#### Set task
Which lines in the data below contain the string "tree"? Pull out each of those lines, treating uppercase and lowercase as different.

--- Start of Given data ---

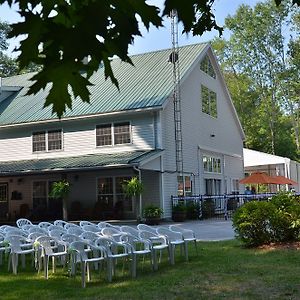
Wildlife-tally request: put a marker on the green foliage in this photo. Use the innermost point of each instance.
(208, 208)
(262, 70)
(251, 223)
(277, 220)
(192, 210)
(179, 207)
(133, 187)
(152, 211)
(59, 35)
(60, 189)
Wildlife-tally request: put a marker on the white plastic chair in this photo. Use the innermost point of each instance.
(71, 225)
(18, 247)
(114, 251)
(45, 225)
(158, 244)
(60, 223)
(47, 252)
(130, 230)
(188, 235)
(111, 232)
(75, 230)
(83, 223)
(174, 239)
(79, 255)
(4, 247)
(21, 222)
(91, 228)
(143, 249)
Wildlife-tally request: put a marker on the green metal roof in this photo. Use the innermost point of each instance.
(84, 162)
(147, 84)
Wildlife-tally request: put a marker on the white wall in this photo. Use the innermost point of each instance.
(79, 138)
(197, 131)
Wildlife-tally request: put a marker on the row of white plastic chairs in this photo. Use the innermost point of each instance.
(106, 242)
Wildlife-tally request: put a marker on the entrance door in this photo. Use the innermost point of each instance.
(3, 200)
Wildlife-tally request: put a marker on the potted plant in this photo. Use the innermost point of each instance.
(61, 190)
(152, 214)
(179, 212)
(134, 188)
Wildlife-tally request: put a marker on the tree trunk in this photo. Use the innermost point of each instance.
(65, 209)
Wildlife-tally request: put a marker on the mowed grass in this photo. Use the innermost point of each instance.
(221, 270)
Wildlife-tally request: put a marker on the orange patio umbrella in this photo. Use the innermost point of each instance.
(258, 178)
(284, 180)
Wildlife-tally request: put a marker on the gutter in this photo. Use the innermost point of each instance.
(85, 117)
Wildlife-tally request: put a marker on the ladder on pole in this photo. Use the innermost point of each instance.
(174, 58)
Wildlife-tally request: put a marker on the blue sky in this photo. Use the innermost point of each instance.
(156, 38)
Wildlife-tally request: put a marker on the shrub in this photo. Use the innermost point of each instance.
(208, 208)
(286, 220)
(277, 220)
(251, 223)
(192, 210)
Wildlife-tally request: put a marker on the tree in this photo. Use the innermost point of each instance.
(258, 65)
(133, 188)
(60, 34)
(61, 190)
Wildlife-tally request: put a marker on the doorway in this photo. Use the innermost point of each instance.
(3, 200)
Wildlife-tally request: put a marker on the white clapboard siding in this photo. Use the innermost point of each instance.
(79, 138)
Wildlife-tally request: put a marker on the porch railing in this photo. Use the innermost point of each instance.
(219, 206)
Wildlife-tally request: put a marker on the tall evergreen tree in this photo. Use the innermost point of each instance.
(261, 72)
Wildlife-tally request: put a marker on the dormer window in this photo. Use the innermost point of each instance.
(207, 67)
(113, 134)
(209, 101)
(43, 141)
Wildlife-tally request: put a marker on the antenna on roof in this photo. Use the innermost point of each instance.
(174, 59)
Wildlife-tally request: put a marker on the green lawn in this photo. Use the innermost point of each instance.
(222, 270)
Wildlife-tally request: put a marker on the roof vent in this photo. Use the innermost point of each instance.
(173, 57)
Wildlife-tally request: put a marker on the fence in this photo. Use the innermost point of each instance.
(218, 206)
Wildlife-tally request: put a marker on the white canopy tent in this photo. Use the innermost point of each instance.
(273, 165)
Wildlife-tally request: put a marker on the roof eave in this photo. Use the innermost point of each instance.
(67, 119)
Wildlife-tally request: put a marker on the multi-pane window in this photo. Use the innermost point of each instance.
(184, 186)
(209, 101)
(120, 196)
(113, 134)
(47, 141)
(212, 164)
(106, 192)
(122, 133)
(111, 195)
(39, 195)
(3, 192)
(39, 141)
(206, 66)
(54, 140)
(103, 135)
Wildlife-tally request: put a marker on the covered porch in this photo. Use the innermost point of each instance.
(96, 185)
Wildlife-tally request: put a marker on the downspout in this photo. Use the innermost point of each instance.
(140, 197)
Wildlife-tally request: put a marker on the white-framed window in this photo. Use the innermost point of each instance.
(212, 164)
(209, 101)
(103, 135)
(122, 133)
(113, 134)
(235, 185)
(212, 186)
(54, 140)
(207, 67)
(110, 193)
(184, 185)
(39, 141)
(43, 141)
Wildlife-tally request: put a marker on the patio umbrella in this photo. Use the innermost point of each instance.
(284, 180)
(258, 178)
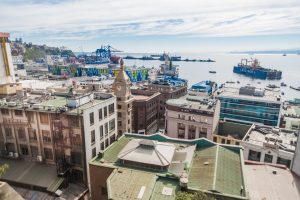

--- End of Given data ---

#### The result
Wildlife-tally request: put a marker on the tree trunk in this photo. Use the innermost point of each instance.
Wildlife-tally request: put a marker on the tree in this photo. Use the innermost point of each instance.
Wildlife-tally request: put a marker on the tall evergreen tree in this photo. Use the innermost point of each instance.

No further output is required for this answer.